* [WHAT TO WORK ON]: Can you copy out everything from the row containing "Target: tie knot" down to the end of the rows, changing "thickest" to "widest" and leaving everything else as it is?

* [MATERIAL PROVIDED]:
>>>>>
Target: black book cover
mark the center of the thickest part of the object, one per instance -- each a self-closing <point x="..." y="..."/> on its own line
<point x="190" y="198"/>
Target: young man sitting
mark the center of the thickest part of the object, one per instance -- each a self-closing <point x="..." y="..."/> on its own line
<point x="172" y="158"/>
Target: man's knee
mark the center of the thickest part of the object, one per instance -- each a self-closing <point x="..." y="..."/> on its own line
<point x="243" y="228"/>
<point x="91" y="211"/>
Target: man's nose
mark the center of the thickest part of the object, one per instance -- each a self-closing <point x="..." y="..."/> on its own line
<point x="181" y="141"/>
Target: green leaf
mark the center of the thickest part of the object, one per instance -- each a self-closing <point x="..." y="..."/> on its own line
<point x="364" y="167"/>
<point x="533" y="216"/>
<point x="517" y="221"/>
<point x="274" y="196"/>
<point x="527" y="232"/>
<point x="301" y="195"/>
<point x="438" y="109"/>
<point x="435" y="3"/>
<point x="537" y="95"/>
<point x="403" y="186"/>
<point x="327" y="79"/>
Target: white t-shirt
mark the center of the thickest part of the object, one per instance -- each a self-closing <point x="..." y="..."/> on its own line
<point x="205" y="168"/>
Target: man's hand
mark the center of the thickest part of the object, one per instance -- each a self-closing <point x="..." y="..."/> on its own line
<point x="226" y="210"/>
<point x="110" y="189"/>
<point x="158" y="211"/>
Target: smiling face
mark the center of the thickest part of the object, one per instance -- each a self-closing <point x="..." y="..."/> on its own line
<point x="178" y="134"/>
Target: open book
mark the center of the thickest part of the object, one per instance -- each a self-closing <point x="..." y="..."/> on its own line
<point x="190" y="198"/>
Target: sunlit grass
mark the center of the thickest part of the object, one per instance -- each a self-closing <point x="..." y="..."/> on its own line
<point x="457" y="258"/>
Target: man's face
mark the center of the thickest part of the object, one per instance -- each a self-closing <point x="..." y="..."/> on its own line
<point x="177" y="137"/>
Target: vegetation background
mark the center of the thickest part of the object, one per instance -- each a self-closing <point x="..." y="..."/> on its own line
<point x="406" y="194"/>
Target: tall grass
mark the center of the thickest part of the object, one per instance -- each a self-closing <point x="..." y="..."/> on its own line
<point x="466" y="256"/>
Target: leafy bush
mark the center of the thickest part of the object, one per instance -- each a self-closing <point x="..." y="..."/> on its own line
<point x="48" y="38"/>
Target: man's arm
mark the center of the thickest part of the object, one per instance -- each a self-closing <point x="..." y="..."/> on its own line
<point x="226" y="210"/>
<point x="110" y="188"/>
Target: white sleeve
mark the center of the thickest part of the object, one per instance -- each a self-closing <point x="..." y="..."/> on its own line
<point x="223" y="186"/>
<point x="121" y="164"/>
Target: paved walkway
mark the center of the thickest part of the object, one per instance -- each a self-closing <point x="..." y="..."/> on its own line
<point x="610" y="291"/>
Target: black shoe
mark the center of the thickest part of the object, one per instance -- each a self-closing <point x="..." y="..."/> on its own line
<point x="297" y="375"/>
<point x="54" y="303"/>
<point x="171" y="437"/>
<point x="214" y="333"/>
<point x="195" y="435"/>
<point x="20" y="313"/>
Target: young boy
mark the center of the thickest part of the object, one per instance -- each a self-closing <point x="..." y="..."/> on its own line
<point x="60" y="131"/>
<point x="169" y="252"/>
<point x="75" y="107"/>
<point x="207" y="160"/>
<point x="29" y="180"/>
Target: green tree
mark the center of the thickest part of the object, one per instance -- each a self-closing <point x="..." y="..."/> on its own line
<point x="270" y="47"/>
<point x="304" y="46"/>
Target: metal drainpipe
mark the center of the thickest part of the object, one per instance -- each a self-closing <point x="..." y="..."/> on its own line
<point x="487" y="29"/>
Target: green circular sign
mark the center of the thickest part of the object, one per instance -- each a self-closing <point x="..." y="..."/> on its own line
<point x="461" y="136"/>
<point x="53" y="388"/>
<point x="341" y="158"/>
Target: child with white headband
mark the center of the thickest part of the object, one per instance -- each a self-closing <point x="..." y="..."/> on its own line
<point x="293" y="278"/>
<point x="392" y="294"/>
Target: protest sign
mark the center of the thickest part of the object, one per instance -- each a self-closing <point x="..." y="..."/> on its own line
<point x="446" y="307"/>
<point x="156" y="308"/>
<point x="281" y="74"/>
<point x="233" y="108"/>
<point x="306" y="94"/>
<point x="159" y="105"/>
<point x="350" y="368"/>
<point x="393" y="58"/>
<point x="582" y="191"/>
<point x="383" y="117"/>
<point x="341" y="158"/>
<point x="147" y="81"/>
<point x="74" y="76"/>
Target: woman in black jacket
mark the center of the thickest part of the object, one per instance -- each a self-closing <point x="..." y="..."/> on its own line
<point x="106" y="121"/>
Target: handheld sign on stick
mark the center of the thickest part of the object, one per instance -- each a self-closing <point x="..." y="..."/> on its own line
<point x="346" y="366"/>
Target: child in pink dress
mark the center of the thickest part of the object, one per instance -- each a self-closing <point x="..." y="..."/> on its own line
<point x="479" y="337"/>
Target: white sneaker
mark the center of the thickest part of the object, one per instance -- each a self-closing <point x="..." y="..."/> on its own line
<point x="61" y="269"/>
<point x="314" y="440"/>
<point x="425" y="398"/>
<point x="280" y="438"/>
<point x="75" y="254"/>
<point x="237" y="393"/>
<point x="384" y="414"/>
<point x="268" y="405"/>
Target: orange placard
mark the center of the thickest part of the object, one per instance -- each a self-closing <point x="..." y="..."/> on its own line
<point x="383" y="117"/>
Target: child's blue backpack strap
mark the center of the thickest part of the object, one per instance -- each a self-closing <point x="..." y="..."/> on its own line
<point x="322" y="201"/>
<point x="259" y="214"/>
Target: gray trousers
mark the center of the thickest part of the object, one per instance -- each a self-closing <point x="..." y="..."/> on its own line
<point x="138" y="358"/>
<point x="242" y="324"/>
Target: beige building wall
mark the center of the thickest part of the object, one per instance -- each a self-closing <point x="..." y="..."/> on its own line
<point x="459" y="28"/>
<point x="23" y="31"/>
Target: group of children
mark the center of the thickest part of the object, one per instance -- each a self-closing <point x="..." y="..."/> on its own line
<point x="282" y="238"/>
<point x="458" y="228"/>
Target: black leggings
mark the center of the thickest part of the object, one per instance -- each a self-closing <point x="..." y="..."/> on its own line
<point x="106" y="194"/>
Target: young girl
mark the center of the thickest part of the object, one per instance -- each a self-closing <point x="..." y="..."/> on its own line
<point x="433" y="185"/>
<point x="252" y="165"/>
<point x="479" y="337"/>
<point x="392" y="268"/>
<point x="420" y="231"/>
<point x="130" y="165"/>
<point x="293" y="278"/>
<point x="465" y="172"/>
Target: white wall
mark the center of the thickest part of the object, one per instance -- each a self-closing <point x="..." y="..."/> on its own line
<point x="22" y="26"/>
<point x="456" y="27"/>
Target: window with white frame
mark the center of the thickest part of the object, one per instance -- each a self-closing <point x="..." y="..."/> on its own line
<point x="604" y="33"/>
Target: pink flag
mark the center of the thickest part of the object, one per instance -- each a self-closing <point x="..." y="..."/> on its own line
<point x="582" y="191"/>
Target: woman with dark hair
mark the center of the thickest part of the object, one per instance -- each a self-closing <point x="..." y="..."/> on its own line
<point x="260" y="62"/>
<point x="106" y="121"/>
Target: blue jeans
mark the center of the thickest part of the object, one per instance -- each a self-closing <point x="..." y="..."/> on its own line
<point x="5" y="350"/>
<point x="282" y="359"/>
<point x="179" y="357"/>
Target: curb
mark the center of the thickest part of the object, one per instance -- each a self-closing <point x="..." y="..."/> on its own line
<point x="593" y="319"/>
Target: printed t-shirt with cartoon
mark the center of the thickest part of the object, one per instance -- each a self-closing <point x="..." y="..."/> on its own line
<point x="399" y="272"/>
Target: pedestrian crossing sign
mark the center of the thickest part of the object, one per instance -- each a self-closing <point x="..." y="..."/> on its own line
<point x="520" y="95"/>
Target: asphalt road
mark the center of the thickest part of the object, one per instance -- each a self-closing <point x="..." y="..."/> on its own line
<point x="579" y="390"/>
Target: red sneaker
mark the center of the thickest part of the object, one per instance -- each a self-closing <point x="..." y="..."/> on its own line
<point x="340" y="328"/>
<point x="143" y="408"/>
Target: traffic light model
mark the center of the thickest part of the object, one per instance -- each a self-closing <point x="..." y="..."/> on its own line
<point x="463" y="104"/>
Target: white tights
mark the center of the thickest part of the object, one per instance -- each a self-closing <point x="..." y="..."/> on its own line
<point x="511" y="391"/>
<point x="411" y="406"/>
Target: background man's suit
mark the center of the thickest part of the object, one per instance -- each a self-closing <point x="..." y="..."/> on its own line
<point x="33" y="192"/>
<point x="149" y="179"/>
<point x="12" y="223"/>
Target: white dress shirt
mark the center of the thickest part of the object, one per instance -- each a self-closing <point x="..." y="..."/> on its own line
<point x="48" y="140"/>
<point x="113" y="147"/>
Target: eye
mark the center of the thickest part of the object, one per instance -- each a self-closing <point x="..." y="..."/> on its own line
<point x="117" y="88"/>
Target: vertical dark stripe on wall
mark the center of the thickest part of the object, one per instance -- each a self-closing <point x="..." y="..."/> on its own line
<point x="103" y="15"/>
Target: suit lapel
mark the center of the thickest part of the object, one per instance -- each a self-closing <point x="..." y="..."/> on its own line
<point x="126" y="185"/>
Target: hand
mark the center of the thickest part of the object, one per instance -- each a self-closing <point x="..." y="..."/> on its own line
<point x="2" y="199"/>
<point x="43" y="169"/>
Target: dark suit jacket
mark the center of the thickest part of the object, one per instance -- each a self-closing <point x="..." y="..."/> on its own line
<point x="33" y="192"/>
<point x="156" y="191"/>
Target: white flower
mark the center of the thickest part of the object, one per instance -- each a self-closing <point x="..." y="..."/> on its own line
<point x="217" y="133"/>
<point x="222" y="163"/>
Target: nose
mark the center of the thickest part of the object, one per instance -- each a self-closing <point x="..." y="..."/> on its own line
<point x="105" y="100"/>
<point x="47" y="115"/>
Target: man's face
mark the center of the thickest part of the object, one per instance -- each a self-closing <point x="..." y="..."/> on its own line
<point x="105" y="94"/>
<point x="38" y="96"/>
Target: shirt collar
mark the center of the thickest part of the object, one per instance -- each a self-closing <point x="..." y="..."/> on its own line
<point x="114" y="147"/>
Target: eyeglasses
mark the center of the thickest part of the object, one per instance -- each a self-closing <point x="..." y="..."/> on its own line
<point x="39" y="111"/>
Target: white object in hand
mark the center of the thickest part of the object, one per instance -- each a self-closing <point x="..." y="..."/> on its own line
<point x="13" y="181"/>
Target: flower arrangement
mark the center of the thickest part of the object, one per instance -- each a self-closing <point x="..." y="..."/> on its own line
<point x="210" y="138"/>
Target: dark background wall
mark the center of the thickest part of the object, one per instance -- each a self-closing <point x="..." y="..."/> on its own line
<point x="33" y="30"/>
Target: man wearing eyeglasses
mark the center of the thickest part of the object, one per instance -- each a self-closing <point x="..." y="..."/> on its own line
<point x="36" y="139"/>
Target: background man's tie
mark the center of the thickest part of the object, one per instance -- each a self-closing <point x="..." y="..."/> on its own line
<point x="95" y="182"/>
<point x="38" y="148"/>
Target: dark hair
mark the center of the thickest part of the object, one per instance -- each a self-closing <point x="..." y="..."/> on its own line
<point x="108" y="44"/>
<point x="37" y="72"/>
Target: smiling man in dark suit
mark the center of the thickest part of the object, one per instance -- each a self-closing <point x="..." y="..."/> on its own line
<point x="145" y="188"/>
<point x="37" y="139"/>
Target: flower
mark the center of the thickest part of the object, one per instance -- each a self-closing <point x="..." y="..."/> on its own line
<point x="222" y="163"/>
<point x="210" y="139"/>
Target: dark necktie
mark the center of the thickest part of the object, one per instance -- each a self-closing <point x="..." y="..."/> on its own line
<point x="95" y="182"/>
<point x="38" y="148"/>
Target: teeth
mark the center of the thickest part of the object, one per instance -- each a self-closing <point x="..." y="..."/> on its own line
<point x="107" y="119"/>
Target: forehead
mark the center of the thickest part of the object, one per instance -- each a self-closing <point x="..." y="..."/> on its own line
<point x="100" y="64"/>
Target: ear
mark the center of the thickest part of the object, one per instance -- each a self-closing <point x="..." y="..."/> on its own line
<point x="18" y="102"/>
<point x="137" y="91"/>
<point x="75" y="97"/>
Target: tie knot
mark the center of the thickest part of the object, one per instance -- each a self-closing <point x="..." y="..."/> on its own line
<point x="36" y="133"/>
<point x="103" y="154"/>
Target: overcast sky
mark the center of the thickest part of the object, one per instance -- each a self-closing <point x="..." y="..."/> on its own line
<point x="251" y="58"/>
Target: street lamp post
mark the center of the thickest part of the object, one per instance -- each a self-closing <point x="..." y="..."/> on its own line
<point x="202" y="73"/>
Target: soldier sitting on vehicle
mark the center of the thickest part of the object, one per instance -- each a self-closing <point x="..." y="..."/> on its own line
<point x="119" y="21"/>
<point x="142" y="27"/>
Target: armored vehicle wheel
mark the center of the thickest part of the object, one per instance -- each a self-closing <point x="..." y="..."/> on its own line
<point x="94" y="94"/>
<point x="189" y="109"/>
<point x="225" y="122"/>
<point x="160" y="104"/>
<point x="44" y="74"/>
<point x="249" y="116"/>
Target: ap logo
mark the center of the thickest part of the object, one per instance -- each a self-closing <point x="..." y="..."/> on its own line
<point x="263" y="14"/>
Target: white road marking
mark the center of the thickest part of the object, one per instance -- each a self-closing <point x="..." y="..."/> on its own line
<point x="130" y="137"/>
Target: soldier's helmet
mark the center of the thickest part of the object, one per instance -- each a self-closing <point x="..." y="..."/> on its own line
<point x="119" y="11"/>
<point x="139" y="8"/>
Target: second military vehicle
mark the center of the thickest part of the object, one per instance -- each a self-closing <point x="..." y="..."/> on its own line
<<<<<
* [RESULT OF THE TASK]:
Target: tie knot
mark the center of the widest part of the object, one per instance -- each a self-closing <point x="..." y="..."/> on its own line
<point x="36" y="133"/>
<point x="103" y="154"/>
Target: overcast sky
mark the center of the widest part of the object, one per instance -- each a self-closing <point x="..." y="..."/> on its own line
<point x="251" y="58"/>
Target: street lamp post
mark the center of the widest part of the object, one per instance -- each a self-closing <point x="..." y="..."/> on its own line
<point x="202" y="73"/>
Target: soldier sitting on vehicle
mark the center of the widest part of the object, one per instance -- each a self-closing <point x="..." y="..."/> on its own line
<point x="119" y="21"/>
<point x="142" y="27"/>
Target: armored vehicle wheel
mark the center of the widest part of the object, one per instance -- each a self-closing <point x="..." y="..."/> on its own line
<point x="94" y="94"/>
<point x="189" y="109"/>
<point x="225" y="122"/>
<point x="160" y="104"/>
<point x="44" y="74"/>
<point x="249" y="116"/>
Target: ap logo
mark the center of the widest part of the object, one per instance -- each a self-closing <point x="..." y="..."/> on its own line
<point x="263" y="14"/>
Target: white road marking
mark the center of the widest part of the object, one per instance -- each a self-closing <point x="..." y="..."/> on its own line
<point x="130" y="137"/>
Target: soldier's helmet
mark the center of the widest part of the object, one per instance -- each a self-closing <point x="..." y="..."/> on its own line
<point x="119" y="11"/>
<point x="139" y="8"/>
Target: second military vehicle
mark the center of the widest part of the object, one per instance -- each a self-closing <point x="..." y="..."/> on its own line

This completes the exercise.